→ **THE PROBLEM**
Can you copy word for word the passage of the infertility post below that opens with "Sometimes, it feels" and closes with "babies out there."?

→ **EXERCISE TEXT**
The things people say

17 May

Sometimes, it feels that after infertility, it seems that people try to explain why they deserve their pregnancy so much.  “I’ve been suffering for two years and it sucked big time so I deserve this pregnancy.  And because I had it so hard, I deserve for it go smoothly.”   What bothers me about that is that it implies that the ones who aren’t pregnant after three or four years, didn’t deserve it enough.  The ones that lose their babies don’t deserve them as much apparently .  It means that to them, I don’t deserve it.  I’ve been waiting for nearly six years and they only waited two.  So they must be a better person or more deserving of a baby.  That’s simply not the case.  It’s luck and it’s random.  If everyone that got pregnant did so because they “deserved” it, there would be no unwanted babies out there.

Someone in my support group had a successful IVF and she said she was feeling good and had no morning sickness.  She said it was because “God knew how much she suffered to get a baby, so he was making it easy on her.”  I didn’t say anything. I was too stunned.  Because what does that say about me?  I didn’t suffer enough trying to get pregnant so God threw in a good dose of morning sickness and pre-eclampsia and a baby death just so I would get the full suffering experience?
It’s like the saying that God doesn’t give you more than you can handle.  A comic, Tig Notaro, talked about that after she was diagnosed with breast cancer and her mother died.  She was saying how the angels were standing back and saying, “God, what are you doing? You’re out of your mind.”  And God says, “No, no, no.  I really think she can handle this … Just trust me on this.  She can handle this.”  That’s insane.  Are you saying that if I was weak and crumbled at the thought of any stress, God wouldn’t put this on me?  You’re basically telling me that this is my fault.  You’re telling me that because I’m so strong, God is really piling it on there because I can take it.  The weak woman who wouldn’t be able to stand her baby dying:  that’s the woman who gets her baby.

→ **AVAILABLE DATA**
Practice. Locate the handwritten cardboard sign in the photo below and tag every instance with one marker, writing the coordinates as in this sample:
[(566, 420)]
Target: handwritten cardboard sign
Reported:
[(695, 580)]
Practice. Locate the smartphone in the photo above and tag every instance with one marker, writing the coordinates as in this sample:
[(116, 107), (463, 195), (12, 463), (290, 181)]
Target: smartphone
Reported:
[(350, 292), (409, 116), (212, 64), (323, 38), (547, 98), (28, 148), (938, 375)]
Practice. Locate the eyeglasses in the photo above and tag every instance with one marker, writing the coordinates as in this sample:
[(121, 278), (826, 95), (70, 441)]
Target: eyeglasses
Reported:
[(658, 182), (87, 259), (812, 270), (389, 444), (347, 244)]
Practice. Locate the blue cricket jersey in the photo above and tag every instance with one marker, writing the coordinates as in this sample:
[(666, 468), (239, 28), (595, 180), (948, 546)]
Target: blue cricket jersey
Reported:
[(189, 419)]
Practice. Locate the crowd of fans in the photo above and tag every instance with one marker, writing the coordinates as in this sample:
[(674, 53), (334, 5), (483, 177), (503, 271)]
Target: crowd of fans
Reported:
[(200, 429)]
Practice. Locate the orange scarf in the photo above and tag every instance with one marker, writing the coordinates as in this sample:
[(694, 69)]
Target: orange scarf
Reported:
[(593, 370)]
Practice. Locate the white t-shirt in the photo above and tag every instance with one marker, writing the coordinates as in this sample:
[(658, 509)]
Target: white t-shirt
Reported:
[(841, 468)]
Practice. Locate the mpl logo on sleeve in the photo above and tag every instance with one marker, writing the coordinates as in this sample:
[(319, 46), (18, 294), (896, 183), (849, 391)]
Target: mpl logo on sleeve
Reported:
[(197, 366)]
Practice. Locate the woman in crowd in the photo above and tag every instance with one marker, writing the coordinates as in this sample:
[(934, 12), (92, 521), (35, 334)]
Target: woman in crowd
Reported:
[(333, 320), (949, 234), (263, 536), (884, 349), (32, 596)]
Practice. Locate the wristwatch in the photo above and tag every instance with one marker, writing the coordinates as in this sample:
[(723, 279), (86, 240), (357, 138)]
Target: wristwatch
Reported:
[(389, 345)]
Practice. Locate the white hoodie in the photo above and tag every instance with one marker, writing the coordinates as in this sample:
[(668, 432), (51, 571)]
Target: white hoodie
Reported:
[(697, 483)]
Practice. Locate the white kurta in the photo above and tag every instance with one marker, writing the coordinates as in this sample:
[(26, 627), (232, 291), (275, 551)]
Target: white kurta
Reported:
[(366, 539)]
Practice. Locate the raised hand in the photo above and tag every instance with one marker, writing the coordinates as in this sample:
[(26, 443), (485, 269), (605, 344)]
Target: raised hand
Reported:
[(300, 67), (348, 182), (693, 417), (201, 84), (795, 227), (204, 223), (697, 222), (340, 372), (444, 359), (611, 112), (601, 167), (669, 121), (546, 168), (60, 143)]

→ **COMPLETED TASK**
Sometimes, it feels that after infertility, it seems that people try to explain why they deserve their pregnancy so much.  “I’ve been suffering for two years and it sucked big time so I deserve this pregnancy.  And because I had it so hard, I deserve for it go smoothly.”   What bothers me about that is that it implies that the ones who aren’t pregnant after three or four years, didn’t deserve it enough.  The ones that lose their babies don’t deserve them as much apparently .  It means that to them, I don’t deserve it.  I’ve been waiting for nearly six years and they only waited two.  So they must be a better person or more deserving of a baby.  That’s simply not the case.  It’s luck and it’s random.  If everyone that got pregnant did so because they “deserved” it, there would be no unwanted babies out there.